__Given passage__
====
Blog by Bill Singer WEEK IN REVIEW

November 21, 2015

As my documented history of commentary discloses, I am no fan of mandatory arbitration -- be that the kind which is foisted upon public customers or upon industry participants. Hopefully, the growing swell of antagonism to Wall Street's brand of alternative-dispute-resolution will one day eradicate the industry's version of arbitration. To be clear, I am NOT an opponent of arbitration. During my career on Wall Street, I have served as a member of arbitration panels and as Chair of same; also, I have argued arbitration cases on behalf of claimants and respondents, and as legal counsel to industry members and pubic customers. When arbitrations are fairly administered, they offer a bona fide alternative to resolving disputes that may provide a fairer airing of grievances than courts. Notwithstanding, I detest the so-called "alternative" that is fostered by denying public customers the ability to open brokerage accounts without "agreeing" to be bound by the arbitration rules of an industry-sponsored arbitration forum. Similarly, I will continue to wage the battle on behalf of Wall Street's men and women who are compelled to litigate their intra-industry disputes before an arbitration forum that is effectively funded by employer/member firms, who also have the sole franchise to approve the rules of the arbitration forum.
====
__Tasks to carry out__
(1) In the blog post on mandatory arbitration, in which two roles has the author served on arbitration panels?
(2) Condense the paragraph of the blog post beginning "As my documented history of commentary discloses" into a short bulleted list that keeps its main points.

Object point labels
====
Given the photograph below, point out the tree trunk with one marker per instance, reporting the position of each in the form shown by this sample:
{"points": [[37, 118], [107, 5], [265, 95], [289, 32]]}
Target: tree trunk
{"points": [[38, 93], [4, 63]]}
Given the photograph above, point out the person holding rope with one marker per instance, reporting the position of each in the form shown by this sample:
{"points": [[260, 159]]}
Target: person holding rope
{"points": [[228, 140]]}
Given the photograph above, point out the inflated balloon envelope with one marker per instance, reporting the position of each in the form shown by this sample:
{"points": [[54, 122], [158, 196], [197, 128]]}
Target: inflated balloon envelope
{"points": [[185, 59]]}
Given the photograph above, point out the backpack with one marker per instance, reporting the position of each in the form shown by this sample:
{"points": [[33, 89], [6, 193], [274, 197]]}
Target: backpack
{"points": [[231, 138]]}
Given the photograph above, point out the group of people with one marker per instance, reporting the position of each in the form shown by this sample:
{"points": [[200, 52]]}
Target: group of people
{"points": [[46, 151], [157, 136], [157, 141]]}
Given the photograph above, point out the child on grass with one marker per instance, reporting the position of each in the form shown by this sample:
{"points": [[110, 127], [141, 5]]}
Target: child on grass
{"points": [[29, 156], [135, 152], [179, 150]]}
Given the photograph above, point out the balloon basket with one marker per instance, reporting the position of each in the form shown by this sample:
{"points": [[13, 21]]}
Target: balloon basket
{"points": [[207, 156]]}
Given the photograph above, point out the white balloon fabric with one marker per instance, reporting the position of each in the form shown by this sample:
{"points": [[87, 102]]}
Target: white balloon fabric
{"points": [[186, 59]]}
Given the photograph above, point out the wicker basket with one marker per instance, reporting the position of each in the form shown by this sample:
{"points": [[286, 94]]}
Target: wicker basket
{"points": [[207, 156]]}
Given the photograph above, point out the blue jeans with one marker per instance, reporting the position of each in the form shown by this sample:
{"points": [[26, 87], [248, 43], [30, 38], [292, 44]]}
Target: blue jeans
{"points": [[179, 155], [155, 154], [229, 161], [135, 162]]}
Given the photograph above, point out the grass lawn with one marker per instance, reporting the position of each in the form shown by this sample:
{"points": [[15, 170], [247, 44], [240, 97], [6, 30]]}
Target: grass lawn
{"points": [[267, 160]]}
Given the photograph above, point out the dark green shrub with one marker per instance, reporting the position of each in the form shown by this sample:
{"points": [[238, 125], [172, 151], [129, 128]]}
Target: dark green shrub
====
__The answers__
(1) As a panel member and as Chair.

(2)
- The author opposes mandatory arbitration, whether it is imposed on public customers or on industry participants, and hopes growing opposition will end Wall Street's version of it.
- The author is not against arbitration itself, having served as an arbitration panel member and Chair and having argued cases for claimants, respondents, industry members and customers.
- Fairly administered arbitration is a real alternative to the courts and may offer a fairer airing of grievances.
- The author detests requiring public customers to accept an industry-sponsored forum's rules as a condition of opening brokerage accounts.
- The author will keep fighting for industry workers forced to arbitrate intra-industry disputes in a forum effectively funded by member firms, which alone approve its rules.